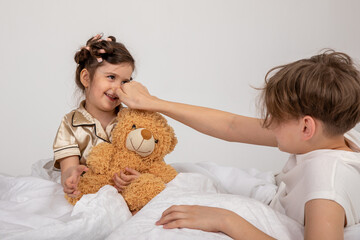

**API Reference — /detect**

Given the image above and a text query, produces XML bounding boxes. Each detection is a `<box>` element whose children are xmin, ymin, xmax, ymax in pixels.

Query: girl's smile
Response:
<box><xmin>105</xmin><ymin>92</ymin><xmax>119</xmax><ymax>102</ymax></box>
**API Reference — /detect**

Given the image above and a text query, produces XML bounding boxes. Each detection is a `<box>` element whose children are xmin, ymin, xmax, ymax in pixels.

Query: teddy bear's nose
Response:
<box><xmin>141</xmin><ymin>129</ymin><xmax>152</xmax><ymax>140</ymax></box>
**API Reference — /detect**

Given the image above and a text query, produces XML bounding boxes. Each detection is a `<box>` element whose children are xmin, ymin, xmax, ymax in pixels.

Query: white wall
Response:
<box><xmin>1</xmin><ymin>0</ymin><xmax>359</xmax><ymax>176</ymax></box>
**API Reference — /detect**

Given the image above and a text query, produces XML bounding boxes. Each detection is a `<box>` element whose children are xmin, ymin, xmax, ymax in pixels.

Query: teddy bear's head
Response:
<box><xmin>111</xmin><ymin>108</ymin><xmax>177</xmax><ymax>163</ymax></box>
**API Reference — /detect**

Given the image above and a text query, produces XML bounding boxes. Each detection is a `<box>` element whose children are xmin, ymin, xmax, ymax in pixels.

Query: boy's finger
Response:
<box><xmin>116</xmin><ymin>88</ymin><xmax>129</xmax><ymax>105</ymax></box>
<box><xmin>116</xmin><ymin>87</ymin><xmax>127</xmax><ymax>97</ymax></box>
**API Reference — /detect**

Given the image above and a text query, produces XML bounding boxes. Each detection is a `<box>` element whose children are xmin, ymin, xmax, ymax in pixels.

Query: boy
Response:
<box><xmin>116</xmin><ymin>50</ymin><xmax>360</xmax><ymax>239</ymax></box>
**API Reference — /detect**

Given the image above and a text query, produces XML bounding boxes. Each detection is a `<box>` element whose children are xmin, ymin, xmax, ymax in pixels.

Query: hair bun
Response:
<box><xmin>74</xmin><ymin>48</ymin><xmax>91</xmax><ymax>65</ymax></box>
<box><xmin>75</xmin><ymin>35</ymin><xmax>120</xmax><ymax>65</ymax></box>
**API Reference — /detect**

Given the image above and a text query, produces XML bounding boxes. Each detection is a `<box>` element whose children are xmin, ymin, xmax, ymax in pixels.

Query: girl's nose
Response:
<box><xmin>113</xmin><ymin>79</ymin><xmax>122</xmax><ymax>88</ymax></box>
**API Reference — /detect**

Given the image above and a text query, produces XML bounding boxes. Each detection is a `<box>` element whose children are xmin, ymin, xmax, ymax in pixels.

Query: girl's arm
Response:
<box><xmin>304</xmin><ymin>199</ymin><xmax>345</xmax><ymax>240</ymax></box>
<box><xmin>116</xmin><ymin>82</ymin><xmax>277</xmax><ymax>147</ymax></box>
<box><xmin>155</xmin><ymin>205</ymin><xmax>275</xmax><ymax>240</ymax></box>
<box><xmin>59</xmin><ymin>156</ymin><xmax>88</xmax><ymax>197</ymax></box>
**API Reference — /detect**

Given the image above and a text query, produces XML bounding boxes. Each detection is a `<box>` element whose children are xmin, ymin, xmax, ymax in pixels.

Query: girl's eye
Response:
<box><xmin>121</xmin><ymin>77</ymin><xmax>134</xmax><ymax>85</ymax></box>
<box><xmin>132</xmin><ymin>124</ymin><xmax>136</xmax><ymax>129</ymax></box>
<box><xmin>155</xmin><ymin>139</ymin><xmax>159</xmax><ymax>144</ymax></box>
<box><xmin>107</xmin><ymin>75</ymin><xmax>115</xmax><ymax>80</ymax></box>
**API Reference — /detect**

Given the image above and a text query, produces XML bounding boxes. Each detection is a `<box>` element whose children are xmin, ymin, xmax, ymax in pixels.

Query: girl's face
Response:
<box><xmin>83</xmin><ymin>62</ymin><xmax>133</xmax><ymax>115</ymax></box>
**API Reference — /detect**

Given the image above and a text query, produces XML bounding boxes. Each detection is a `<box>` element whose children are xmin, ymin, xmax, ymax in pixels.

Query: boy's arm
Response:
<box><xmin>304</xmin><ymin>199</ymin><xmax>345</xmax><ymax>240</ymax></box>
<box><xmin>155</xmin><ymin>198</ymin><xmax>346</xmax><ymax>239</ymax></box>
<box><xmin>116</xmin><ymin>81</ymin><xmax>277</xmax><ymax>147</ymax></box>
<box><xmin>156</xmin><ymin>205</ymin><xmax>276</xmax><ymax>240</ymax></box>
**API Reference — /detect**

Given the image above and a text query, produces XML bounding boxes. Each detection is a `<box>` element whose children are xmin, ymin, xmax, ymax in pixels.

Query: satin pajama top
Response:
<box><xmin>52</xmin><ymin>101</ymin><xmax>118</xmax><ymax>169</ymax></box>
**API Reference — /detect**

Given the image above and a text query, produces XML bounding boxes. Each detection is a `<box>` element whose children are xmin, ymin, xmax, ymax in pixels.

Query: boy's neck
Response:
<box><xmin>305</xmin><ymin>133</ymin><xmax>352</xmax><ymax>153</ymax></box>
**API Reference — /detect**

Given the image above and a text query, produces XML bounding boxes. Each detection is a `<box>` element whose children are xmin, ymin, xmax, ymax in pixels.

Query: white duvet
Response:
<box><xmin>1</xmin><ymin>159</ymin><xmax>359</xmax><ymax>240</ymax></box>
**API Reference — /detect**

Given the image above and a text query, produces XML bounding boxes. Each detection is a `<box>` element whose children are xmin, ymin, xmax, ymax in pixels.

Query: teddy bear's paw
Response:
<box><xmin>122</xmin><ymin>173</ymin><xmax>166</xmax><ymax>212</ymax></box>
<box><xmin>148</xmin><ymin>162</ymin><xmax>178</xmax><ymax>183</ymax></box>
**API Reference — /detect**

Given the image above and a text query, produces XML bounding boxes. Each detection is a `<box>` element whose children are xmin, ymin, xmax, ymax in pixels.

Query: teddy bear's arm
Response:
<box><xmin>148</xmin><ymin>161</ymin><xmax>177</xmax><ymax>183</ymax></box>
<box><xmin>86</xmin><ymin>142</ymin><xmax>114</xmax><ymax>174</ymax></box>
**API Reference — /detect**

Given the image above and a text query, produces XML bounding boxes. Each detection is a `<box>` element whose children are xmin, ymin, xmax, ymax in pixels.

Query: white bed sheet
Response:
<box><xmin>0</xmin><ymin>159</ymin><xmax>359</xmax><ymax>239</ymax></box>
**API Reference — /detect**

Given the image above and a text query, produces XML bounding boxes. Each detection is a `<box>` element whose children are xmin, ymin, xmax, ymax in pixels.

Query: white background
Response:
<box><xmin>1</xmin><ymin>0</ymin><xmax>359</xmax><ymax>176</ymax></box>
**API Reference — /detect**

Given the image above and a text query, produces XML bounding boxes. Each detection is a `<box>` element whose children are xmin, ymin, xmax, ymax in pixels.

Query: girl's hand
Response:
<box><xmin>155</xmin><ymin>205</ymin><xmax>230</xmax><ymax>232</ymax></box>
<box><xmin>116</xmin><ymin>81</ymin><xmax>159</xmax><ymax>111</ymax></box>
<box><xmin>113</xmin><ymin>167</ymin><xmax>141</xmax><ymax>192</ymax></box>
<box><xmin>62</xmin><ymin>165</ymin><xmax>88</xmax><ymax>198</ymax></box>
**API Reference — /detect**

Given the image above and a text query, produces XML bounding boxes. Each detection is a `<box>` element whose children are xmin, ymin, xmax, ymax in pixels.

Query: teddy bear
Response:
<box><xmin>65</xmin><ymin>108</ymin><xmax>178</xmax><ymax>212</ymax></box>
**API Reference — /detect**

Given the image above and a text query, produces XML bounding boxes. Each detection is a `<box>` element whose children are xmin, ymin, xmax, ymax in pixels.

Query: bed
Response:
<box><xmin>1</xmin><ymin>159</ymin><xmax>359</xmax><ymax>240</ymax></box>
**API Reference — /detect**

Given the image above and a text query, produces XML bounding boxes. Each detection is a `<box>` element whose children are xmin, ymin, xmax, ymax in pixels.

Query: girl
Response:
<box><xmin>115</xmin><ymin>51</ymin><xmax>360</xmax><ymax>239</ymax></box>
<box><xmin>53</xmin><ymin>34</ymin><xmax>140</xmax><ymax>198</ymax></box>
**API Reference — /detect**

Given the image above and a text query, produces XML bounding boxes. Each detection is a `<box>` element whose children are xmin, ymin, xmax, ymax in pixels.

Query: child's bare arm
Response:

* * * * * * * * *

▶ Work request
Every line of the records containing the word "white" must appear in the answer.

▶ Result of the task
Query: white wall
Query: white duvet
Query: white bed sheet
Query: white background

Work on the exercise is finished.